Recorded information: Begin

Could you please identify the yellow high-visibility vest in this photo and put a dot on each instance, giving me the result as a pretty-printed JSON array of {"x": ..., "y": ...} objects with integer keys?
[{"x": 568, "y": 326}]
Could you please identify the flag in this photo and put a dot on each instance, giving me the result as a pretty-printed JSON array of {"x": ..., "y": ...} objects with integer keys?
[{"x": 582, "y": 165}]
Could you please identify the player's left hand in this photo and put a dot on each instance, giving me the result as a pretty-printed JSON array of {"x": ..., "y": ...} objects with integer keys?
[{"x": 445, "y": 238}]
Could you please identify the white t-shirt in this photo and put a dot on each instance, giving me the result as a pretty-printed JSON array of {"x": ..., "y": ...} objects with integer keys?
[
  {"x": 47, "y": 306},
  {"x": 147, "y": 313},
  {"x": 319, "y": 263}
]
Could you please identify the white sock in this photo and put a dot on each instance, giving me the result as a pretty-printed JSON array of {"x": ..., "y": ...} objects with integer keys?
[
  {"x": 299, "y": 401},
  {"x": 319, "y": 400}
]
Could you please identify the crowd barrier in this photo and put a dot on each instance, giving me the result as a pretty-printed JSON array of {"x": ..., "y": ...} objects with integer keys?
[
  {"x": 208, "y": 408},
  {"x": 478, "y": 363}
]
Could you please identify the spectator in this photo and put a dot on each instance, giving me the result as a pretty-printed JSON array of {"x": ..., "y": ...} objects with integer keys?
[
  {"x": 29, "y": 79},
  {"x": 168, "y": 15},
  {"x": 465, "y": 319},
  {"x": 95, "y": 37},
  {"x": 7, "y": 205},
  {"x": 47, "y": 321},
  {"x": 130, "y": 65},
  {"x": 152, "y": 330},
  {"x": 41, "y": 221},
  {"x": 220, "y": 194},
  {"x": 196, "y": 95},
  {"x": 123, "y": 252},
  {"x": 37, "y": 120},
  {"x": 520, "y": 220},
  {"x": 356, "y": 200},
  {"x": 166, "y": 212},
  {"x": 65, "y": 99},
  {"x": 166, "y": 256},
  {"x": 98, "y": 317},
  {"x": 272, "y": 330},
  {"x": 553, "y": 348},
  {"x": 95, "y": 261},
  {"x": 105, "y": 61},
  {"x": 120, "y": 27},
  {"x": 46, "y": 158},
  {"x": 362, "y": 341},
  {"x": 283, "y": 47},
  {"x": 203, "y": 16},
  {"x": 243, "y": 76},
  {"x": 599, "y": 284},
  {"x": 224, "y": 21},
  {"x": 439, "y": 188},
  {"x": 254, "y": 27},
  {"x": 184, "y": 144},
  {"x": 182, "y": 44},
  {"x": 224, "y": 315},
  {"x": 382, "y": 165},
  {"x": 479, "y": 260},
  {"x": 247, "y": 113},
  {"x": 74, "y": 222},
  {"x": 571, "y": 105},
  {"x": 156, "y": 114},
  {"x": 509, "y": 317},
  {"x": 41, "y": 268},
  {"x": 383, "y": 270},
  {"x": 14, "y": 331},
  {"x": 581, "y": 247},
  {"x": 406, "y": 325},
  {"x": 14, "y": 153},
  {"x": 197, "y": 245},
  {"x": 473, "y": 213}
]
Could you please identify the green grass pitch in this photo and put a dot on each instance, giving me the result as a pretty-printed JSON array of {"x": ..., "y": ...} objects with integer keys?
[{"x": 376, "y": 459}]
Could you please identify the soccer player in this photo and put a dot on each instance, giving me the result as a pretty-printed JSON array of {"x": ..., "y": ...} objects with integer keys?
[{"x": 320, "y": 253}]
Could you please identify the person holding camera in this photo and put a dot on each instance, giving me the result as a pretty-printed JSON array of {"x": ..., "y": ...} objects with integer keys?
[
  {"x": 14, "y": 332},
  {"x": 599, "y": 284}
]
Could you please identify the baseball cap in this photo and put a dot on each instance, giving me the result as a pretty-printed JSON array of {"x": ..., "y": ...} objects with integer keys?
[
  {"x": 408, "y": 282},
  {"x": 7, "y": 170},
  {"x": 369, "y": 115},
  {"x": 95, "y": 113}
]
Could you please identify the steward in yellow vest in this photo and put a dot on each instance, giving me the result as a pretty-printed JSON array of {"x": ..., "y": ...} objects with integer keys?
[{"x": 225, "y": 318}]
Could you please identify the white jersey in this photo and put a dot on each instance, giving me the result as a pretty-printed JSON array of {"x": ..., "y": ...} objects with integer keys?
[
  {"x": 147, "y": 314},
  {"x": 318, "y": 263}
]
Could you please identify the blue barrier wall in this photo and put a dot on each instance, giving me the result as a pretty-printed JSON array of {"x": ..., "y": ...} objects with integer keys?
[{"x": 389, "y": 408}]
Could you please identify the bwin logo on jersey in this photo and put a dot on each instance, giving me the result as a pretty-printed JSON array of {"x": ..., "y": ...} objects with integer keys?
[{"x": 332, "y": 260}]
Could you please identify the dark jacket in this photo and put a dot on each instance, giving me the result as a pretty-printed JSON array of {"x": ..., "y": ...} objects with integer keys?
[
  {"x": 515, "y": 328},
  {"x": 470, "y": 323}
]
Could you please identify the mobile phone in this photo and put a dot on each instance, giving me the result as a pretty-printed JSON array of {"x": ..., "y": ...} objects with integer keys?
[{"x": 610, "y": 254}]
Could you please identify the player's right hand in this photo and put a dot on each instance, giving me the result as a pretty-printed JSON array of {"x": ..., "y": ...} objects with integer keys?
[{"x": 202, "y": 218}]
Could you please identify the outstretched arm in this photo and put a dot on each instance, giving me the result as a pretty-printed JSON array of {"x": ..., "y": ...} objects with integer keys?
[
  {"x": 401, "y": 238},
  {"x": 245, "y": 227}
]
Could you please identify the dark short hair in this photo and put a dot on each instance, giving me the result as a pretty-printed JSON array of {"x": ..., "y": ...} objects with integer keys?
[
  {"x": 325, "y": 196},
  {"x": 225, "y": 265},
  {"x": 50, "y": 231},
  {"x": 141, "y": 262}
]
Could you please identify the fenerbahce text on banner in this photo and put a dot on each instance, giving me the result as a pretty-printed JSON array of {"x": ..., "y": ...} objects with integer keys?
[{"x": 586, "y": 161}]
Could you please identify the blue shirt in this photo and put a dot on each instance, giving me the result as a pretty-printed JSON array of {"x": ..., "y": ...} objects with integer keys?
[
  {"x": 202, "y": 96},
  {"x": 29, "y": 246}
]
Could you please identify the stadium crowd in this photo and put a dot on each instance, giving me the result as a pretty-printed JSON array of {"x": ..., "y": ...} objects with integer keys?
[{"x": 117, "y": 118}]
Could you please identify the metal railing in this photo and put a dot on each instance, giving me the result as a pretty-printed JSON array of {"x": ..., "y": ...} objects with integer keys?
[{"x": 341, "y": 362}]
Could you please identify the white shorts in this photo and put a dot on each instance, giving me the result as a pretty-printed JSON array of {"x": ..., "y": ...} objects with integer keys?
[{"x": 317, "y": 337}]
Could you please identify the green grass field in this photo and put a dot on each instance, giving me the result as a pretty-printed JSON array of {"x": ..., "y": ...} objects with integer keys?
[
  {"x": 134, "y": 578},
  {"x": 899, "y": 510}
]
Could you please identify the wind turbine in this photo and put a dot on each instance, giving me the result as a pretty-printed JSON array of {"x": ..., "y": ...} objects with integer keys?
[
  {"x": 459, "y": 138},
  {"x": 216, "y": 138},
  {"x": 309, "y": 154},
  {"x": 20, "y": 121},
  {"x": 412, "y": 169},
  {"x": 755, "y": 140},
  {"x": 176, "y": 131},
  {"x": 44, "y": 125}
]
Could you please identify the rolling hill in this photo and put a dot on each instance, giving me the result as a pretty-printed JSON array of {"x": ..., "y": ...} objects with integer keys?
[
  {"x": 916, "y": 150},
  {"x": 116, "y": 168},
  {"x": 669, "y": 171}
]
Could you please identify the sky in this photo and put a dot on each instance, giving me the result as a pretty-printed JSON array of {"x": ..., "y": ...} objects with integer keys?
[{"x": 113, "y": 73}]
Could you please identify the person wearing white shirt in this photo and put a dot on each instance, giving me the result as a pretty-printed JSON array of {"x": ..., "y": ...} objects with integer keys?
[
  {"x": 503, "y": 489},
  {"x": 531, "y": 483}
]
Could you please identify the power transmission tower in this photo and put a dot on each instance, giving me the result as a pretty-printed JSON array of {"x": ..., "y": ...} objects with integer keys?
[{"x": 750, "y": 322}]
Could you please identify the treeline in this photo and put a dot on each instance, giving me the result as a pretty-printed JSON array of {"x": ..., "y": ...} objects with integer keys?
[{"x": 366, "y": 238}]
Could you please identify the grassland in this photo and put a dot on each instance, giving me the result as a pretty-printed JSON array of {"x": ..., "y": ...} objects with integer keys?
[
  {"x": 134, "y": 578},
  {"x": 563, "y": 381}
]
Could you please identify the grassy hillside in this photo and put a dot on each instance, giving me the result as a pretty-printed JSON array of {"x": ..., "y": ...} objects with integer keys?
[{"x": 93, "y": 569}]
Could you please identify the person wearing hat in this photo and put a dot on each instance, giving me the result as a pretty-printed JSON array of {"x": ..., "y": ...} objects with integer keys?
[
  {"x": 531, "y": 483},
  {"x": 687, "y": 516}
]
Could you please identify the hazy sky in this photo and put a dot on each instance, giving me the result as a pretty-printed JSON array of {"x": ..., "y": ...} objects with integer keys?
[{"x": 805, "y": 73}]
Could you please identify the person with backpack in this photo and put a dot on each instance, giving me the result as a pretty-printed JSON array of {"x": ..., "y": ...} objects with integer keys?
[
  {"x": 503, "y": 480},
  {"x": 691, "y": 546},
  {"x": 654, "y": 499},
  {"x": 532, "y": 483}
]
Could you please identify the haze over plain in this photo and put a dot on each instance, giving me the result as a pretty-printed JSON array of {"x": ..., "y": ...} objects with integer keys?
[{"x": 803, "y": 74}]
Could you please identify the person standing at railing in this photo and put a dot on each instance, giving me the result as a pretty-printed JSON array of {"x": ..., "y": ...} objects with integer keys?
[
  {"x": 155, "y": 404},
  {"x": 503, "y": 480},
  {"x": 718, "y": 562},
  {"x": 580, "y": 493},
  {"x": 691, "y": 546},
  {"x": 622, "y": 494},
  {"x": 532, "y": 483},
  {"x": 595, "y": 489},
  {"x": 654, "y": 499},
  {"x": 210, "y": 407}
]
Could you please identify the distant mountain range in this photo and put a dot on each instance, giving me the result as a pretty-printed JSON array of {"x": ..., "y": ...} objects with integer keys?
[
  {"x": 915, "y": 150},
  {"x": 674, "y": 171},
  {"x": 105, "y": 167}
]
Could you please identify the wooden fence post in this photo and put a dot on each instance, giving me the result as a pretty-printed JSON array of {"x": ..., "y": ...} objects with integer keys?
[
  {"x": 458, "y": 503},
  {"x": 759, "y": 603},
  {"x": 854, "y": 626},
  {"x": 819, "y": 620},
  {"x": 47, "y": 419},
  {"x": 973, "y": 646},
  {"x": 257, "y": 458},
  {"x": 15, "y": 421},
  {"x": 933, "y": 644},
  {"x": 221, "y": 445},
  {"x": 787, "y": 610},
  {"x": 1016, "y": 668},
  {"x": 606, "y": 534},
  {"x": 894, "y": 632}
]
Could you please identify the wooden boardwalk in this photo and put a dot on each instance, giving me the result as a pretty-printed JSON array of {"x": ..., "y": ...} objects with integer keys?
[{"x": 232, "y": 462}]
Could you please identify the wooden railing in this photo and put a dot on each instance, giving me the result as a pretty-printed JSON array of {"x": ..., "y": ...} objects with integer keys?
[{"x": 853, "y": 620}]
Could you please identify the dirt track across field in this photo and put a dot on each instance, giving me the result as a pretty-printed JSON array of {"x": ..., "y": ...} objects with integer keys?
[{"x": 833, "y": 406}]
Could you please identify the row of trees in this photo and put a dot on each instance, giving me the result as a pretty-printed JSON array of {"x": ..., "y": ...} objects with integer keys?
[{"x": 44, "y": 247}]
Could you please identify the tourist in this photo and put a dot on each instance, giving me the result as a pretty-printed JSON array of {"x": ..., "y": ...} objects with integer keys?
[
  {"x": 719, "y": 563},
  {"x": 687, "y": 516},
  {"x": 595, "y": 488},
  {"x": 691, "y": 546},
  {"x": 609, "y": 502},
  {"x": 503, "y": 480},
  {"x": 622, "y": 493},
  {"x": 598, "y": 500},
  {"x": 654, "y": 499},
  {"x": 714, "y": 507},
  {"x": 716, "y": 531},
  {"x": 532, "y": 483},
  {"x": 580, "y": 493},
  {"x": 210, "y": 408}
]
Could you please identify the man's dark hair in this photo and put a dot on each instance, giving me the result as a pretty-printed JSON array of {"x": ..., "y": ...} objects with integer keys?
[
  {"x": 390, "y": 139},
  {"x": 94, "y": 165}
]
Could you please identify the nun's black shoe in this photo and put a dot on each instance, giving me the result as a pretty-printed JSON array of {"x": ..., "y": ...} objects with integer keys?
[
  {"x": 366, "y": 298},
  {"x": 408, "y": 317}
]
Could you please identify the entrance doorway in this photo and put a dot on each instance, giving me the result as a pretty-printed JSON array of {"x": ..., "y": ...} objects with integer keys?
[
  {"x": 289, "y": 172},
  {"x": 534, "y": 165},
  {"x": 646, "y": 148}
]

Recorded information: End

Exercise requirements: Your output should start at the line containing "Could you please identify the entrance" and stop at the last line of the material, copied exactly, with nothing else.

Finished task:
Could you please identify the entrance doorway in this photo and put a dot on each instance, giving me the result as a pretty-printed JSON array of {"x": ..., "y": ...} objects with integer keys?
[
  {"x": 289, "y": 172},
  {"x": 534, "y": 165},
  {"x": 646, "y": 148}
]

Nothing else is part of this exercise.